▶ _The input_

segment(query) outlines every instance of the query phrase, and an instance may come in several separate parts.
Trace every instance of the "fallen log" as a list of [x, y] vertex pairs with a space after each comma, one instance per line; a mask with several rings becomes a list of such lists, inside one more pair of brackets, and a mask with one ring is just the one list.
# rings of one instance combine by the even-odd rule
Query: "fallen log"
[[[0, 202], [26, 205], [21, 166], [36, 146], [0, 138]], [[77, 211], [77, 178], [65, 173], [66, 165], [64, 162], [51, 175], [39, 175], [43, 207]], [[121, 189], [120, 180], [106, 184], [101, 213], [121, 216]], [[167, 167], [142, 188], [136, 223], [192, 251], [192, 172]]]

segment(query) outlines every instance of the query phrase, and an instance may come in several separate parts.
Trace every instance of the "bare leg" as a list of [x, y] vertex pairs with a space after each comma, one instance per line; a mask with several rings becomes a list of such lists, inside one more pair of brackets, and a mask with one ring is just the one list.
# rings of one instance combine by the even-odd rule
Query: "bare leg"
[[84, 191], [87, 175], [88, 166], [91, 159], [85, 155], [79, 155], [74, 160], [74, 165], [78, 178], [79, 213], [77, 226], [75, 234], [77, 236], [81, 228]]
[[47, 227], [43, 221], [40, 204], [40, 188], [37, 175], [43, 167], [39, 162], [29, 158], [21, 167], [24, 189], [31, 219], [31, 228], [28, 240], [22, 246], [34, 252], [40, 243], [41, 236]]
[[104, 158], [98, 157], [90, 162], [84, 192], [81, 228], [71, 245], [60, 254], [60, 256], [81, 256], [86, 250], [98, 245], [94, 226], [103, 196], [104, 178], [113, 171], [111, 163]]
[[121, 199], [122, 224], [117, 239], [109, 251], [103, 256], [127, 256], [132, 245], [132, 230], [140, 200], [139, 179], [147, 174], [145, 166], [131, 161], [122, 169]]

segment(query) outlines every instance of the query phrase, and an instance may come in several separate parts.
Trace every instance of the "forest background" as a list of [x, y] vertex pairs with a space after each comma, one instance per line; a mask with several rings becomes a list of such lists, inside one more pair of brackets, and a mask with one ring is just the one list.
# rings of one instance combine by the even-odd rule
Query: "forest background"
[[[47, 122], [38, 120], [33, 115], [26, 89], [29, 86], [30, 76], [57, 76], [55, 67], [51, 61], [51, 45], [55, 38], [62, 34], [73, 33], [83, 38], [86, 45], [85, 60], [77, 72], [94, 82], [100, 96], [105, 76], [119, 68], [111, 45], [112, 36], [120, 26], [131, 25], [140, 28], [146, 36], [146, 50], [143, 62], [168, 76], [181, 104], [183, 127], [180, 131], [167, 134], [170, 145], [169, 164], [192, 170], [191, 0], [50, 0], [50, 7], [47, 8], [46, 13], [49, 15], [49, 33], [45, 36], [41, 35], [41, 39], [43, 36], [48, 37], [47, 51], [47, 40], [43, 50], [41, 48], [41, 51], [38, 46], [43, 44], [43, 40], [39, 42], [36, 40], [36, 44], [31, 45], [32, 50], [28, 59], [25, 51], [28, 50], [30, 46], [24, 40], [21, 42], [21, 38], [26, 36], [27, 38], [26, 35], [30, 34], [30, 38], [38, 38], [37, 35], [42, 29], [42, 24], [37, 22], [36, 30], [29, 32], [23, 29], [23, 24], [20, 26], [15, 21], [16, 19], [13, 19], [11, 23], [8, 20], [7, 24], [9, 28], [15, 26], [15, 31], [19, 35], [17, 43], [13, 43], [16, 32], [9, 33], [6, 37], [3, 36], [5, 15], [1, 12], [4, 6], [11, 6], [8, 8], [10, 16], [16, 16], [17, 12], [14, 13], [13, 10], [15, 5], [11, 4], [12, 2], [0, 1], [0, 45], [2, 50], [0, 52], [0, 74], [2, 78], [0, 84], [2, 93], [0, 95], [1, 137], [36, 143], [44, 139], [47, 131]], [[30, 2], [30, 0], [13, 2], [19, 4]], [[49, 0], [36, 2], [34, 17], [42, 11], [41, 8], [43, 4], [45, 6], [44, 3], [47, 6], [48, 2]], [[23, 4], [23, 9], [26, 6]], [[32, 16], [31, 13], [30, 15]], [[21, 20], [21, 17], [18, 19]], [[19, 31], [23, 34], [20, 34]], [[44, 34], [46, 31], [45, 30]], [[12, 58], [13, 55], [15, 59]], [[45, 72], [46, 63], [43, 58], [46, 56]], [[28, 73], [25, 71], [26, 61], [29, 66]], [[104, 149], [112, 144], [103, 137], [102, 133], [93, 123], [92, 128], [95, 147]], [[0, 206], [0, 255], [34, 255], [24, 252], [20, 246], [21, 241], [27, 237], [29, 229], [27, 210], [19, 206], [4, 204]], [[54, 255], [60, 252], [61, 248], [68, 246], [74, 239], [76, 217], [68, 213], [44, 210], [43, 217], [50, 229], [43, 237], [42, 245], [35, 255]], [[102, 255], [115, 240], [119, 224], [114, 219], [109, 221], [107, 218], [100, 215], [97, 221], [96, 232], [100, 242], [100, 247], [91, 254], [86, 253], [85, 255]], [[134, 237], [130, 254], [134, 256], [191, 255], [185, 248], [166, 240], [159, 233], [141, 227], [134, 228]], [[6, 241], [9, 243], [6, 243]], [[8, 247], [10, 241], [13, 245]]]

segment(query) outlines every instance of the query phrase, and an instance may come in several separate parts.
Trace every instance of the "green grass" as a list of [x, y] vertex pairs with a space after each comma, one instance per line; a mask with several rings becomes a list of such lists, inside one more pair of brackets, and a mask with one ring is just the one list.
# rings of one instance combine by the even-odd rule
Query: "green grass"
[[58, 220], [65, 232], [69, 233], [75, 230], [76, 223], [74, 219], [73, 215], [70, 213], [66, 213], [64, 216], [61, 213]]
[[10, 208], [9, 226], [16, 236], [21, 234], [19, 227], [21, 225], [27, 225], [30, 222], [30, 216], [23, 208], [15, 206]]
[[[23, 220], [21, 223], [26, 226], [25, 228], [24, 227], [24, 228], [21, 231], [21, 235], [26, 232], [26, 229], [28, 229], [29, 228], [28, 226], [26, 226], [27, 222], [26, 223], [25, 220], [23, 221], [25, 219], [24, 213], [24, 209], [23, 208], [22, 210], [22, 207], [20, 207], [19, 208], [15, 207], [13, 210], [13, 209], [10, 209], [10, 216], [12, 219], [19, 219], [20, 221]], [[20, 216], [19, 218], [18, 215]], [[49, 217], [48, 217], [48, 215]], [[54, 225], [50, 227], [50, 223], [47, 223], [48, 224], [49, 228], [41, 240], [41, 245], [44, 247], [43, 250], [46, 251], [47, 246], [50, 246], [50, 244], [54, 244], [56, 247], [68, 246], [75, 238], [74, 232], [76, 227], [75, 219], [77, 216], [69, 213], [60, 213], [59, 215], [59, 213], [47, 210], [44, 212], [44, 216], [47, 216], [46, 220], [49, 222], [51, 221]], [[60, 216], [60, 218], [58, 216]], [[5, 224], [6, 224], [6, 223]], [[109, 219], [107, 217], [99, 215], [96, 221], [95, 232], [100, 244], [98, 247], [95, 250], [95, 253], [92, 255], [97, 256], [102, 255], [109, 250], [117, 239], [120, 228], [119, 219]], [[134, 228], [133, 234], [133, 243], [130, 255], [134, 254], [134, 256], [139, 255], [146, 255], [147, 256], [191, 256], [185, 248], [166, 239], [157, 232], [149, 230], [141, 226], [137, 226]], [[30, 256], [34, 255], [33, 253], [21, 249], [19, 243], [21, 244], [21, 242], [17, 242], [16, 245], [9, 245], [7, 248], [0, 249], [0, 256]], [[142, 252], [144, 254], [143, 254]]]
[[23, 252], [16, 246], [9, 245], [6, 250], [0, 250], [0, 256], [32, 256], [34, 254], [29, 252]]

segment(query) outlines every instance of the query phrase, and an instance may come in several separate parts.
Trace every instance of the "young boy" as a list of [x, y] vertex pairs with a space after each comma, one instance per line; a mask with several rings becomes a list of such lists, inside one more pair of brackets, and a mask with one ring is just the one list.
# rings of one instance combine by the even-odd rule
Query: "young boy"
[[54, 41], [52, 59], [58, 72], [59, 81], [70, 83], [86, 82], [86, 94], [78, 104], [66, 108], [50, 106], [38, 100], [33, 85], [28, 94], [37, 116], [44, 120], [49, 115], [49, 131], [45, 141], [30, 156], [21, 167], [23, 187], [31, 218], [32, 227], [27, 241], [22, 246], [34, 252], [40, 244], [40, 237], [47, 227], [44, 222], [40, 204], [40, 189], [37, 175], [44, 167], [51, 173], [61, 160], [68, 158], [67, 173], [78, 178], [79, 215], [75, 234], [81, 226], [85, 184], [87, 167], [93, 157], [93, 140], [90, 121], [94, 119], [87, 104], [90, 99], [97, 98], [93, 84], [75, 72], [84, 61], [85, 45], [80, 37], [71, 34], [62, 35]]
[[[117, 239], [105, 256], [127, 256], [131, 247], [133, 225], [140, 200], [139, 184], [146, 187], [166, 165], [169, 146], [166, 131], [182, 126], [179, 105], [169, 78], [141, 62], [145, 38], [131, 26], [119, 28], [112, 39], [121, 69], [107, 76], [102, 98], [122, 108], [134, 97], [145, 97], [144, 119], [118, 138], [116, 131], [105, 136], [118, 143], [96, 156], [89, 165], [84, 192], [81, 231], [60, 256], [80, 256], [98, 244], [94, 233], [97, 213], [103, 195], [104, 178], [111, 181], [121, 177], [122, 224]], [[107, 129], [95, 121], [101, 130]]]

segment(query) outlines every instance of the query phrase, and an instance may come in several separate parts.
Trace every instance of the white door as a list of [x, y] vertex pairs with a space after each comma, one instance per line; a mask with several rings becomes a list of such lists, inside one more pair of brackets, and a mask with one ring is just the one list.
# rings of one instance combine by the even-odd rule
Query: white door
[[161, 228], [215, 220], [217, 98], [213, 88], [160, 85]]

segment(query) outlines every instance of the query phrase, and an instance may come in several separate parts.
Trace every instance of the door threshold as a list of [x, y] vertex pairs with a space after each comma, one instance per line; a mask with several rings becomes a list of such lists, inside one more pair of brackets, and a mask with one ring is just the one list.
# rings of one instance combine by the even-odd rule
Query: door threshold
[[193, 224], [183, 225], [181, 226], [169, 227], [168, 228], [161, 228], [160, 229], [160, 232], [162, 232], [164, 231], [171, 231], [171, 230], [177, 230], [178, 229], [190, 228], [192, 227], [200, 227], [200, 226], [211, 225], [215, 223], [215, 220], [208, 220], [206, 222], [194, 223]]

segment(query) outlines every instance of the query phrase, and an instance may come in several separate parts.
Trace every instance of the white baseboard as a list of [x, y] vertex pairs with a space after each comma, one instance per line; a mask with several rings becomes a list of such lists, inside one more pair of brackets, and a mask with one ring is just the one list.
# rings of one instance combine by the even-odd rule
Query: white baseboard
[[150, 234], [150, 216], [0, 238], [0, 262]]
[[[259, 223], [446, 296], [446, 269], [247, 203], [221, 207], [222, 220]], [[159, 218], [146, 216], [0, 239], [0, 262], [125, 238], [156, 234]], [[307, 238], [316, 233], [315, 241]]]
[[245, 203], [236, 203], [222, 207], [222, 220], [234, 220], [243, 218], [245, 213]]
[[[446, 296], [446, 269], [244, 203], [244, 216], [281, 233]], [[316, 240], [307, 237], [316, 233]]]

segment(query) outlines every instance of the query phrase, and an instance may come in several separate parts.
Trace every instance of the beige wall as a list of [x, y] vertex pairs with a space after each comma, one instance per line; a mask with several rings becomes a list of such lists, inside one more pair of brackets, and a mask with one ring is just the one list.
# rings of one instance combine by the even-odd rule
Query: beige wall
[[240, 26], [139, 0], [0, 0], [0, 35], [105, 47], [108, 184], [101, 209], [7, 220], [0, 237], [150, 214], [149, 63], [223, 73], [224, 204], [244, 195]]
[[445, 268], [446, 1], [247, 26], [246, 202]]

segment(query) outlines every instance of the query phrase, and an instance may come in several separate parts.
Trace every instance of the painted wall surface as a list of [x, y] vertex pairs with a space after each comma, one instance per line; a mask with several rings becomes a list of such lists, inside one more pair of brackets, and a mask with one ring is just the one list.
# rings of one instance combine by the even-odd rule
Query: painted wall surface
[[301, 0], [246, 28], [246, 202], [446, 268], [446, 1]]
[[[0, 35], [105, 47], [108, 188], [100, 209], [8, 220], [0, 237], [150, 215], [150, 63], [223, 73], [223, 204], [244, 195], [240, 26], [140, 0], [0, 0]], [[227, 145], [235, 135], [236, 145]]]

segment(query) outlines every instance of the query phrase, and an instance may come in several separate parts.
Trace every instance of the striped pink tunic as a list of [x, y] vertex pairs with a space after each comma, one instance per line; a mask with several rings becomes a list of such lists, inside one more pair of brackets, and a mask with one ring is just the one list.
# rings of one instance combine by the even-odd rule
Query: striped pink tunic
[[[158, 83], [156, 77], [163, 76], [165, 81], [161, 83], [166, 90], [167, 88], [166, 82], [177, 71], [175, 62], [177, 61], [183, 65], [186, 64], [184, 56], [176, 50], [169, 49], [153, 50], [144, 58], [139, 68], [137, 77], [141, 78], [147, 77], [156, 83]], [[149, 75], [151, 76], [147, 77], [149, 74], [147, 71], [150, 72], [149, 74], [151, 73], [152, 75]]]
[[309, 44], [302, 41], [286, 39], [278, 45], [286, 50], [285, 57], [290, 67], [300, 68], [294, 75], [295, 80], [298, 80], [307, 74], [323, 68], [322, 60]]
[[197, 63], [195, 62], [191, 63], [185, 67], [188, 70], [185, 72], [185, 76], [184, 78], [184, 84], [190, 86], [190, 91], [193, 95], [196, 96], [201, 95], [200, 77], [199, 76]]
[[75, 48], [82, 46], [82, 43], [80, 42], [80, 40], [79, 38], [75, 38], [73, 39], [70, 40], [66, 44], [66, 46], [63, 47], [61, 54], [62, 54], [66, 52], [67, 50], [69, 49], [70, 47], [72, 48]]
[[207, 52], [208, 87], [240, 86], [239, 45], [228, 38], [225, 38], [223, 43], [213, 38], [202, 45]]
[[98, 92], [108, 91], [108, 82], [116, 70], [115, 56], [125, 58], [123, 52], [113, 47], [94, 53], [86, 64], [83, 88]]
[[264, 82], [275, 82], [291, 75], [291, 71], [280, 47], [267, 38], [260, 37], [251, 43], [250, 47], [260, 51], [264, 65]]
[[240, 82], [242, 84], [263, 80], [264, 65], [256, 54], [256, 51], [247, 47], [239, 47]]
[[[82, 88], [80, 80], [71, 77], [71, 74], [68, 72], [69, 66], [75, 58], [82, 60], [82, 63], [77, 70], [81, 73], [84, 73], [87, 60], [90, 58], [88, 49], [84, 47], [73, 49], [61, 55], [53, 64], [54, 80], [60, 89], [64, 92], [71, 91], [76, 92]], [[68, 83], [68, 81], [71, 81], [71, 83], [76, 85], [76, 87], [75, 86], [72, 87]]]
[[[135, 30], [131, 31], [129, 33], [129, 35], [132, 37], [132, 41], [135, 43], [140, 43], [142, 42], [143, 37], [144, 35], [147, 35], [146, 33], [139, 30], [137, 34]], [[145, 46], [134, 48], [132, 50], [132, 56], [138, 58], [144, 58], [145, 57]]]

▶ _Stated exercise_
State how many lines in the rows above contain the string "painted", treating uppercase and lowercase as different, and give only the number.

▶ _Output of the exercise_
2